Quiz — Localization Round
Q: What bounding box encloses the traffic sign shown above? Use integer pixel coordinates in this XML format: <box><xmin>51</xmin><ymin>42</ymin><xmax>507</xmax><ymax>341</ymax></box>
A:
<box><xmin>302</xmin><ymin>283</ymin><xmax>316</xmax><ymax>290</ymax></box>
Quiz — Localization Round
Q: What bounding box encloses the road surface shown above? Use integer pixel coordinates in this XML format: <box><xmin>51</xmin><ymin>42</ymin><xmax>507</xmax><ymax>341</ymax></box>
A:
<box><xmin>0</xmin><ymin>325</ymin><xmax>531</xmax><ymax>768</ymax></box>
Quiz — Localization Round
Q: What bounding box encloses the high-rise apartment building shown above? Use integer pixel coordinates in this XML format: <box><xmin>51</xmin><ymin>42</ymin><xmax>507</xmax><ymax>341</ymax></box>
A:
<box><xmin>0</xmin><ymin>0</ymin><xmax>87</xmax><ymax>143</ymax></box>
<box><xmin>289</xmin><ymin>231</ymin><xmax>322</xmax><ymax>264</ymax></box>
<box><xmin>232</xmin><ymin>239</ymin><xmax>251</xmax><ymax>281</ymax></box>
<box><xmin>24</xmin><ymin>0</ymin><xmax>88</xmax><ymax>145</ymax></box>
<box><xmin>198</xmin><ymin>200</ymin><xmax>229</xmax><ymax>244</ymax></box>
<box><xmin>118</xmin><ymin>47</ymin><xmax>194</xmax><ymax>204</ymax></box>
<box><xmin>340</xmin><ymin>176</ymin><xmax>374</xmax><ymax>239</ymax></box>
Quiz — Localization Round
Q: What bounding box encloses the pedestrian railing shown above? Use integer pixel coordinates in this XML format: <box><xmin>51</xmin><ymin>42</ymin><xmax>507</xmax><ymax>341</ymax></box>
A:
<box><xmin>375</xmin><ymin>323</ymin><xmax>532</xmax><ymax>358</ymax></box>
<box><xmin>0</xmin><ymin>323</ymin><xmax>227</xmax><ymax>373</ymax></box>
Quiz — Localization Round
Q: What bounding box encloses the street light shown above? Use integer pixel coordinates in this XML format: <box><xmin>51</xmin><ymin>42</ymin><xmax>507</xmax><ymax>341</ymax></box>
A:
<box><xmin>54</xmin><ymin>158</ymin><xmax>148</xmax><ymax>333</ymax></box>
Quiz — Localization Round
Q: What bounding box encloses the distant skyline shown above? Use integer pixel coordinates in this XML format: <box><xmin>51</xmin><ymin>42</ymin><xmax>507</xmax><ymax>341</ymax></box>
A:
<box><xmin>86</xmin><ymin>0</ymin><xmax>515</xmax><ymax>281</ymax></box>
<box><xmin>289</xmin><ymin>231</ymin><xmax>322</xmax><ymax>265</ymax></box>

......

* [To do] The lines in the records above that include the word "bounding" must be copied out.

* [Finished task]
Q: What bounding box encloses the traffic sign shown above? Use integer pixel coordinates in this XML format: <box><xmin>51</xmin><ymin>42</ymin><xmax>507</xmax><ymax>341</ymax></box>
Q: What bounding box encloses the road surface shown above? Use integer pixel coordinates in this XML format: <box><xmin>51</xmin><ymin>42</ymin><xmax>507</xmax><ymax>341</ymax></box>
Q: What bounding box encloses the high-rise apartment building shown above? Use integer pixel coordinates in this XML format: <box><xmin>51</xmin><ymin>42</ymin><xmax>507</xmax><ymax>341</ymax></box>
Q: What bounding box encloses the pedestrian railing shown above? Use integer pixel coordinates in this XML format: <box><xmin>51</xmin><ymin>42</ymin><xmax>507</xmax><ymax>341</ymax></box>
Q: What bounding box encloses the street light shown above? Use integer pixel coordinates in this XML format: <box><xmin>51</xmin><ymin>42</ymin><xmax>507</xmax><ymax>341</ymax></box>
Q: What bounding box encloses the distant skyline shown above? Use integer pixel coordinates in this XML format: <box><xmin>51</xmin><ymin>42</ymin><xmax>507</xmax><ymax>341</ymax></box>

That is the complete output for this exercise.